----- Dataset
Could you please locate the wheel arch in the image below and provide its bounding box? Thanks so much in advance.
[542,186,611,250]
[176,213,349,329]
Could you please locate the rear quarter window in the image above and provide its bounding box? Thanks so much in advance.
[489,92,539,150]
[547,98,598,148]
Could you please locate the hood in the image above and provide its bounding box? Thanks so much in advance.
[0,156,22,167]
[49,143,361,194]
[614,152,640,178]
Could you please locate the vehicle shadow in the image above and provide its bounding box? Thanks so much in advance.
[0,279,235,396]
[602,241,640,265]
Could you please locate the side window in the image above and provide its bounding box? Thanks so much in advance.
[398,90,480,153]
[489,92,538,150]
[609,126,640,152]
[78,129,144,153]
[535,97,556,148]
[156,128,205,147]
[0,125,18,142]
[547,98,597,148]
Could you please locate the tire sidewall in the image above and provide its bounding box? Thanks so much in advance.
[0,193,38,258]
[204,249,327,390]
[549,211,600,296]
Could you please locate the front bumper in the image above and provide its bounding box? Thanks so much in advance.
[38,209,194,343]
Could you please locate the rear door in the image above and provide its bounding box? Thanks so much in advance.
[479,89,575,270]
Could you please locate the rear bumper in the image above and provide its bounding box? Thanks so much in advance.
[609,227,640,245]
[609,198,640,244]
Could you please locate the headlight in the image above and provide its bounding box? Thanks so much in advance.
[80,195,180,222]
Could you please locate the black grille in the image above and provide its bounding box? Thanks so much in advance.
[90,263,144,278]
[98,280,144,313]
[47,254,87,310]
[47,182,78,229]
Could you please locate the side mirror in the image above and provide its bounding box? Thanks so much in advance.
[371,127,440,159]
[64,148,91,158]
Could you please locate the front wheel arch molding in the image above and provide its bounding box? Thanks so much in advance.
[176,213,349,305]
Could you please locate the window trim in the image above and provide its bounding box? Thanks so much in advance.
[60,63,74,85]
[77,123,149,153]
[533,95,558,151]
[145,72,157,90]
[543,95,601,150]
----------
----- Dataset
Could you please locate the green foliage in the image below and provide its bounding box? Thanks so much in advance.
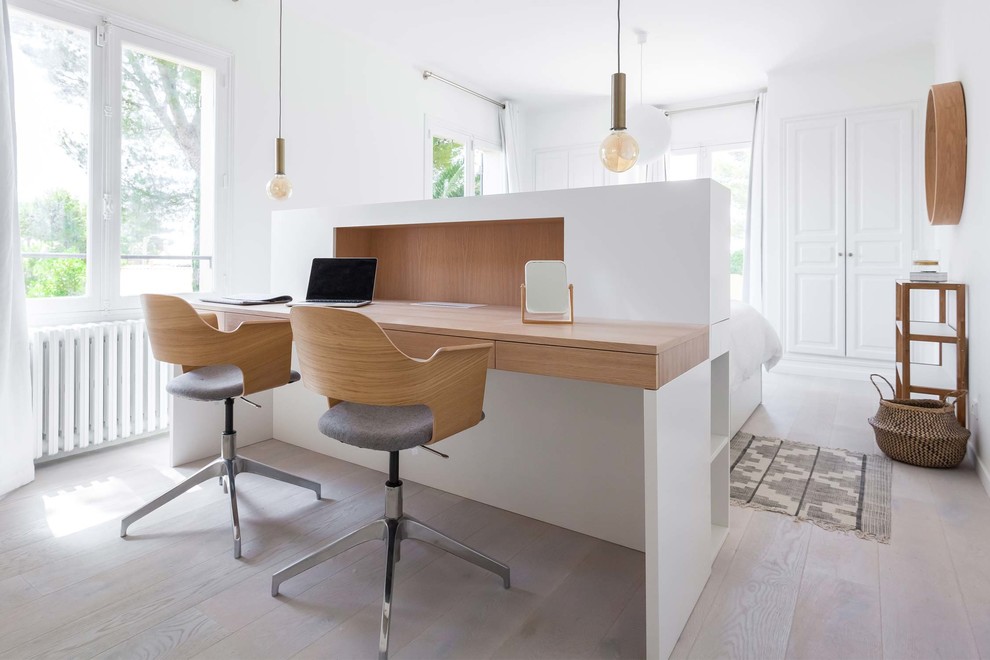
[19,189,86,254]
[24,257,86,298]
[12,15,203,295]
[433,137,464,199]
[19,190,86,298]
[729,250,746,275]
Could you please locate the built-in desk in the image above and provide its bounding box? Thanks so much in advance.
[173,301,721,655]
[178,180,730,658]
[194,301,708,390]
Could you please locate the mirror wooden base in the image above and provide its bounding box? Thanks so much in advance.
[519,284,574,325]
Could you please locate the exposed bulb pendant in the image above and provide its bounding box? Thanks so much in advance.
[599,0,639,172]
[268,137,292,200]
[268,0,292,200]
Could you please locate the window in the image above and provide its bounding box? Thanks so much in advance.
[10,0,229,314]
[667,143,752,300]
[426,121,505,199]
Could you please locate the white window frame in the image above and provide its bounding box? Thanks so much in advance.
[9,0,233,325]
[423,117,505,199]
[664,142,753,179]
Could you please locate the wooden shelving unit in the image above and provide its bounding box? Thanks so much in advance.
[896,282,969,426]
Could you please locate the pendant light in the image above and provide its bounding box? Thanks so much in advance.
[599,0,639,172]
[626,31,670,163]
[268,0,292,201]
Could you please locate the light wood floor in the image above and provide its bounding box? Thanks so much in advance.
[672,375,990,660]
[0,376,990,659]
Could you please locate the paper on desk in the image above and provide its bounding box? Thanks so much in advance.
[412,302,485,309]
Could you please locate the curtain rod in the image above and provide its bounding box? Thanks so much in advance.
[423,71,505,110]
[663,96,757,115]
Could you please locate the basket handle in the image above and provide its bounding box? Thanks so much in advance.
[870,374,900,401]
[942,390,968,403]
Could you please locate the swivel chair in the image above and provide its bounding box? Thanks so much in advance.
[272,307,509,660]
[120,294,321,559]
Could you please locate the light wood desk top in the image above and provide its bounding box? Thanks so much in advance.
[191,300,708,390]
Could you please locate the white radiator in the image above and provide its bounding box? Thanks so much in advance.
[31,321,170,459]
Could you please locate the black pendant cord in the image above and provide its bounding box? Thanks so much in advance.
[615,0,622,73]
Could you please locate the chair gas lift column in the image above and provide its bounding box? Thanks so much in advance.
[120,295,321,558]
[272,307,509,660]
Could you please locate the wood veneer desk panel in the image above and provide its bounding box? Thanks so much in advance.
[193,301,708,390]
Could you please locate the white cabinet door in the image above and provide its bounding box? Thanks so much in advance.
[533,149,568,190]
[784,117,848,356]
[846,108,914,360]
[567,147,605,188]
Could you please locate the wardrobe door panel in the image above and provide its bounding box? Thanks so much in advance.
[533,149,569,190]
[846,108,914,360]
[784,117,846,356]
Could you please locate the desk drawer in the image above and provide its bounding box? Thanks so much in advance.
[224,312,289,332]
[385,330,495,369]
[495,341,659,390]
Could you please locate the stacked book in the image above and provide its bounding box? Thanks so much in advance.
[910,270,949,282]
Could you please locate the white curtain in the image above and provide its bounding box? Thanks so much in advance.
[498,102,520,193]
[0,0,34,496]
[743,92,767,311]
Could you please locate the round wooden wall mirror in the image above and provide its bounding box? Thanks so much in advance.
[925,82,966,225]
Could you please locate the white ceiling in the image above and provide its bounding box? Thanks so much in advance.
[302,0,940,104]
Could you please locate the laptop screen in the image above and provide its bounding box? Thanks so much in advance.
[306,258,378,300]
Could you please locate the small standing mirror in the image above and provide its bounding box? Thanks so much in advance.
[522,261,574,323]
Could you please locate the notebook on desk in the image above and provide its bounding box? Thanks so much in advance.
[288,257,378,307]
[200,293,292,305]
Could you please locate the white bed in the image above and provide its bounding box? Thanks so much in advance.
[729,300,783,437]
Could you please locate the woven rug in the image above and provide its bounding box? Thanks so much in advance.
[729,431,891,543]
----------
- Task details: Please recast the records as a Markdown table with the columns Row and Line, starting at the line that contains "Could you please locate the tire" and ending at the line that contains "[543,95,601,150]". Give each line its row number and leave out blank lines.

- Response:
| Row | Line |
|---|---|
| 1 | Could you please locate the tire sidewall in the image above and provide its bounding box? Thanks so much in advance. |
| 2 | [0,193,38,258] |
| 3 | [204,249,327,390] |
| 4 | [549,211,600,296] |
| 5 | Could you please locate the front bumper in the image above and provide its bounding box? Thanks so much in advance. |
| 6 | [38,209,194,343] |
| 7 | Could you please locate the rear door in the image above and provide its bounding box? Thanks so much in advance. |
| 8 | [479,89,575,270] |
| 9 | Could you please locate the rear bumper in the image above and provide its bounding box? Thanks so much in advance. |
| 10 | [609,227,640,245] |
| 11 | [609,198,640,244] |
| 12 | Could you please locate the headlight in the image above and provide its bounding box? Thanks so much in advance. |
| 13 | [80,195,180,222] |
| 14 | Could you please locate the black grille in the image above and provide its bounding box? Thanks so much in advance. |
| 15 | [90,263,144,278] |
| 16 | [98,280,144,313] |
| 17 | [47,254,87,310] |
| 18 | [47,182,78,229] |
| 19 | Could you please locate the side mirror in the image above and provide its bounding box? Thanks so much in advance. |
| 20 | [371,127,440,159] |
| 21 | [64,148,91,158] |
| 22 | Could you please locate the front wheel arch molding in the image above and provide its bounding box? Thanks so much in advance. |
| 23 | [176,213,349,305] |
| 24 | Could you please locate the window trim in the image above and provide its bounding box? Thanks so much in advance. |
| 25 | [60,63,74,85] |
| 26 | [77,123,149,153] |
| 27 | [533,95,558,151] |
| 28 | [145,72,157,90] |
| 29 | [543,95,601,150] |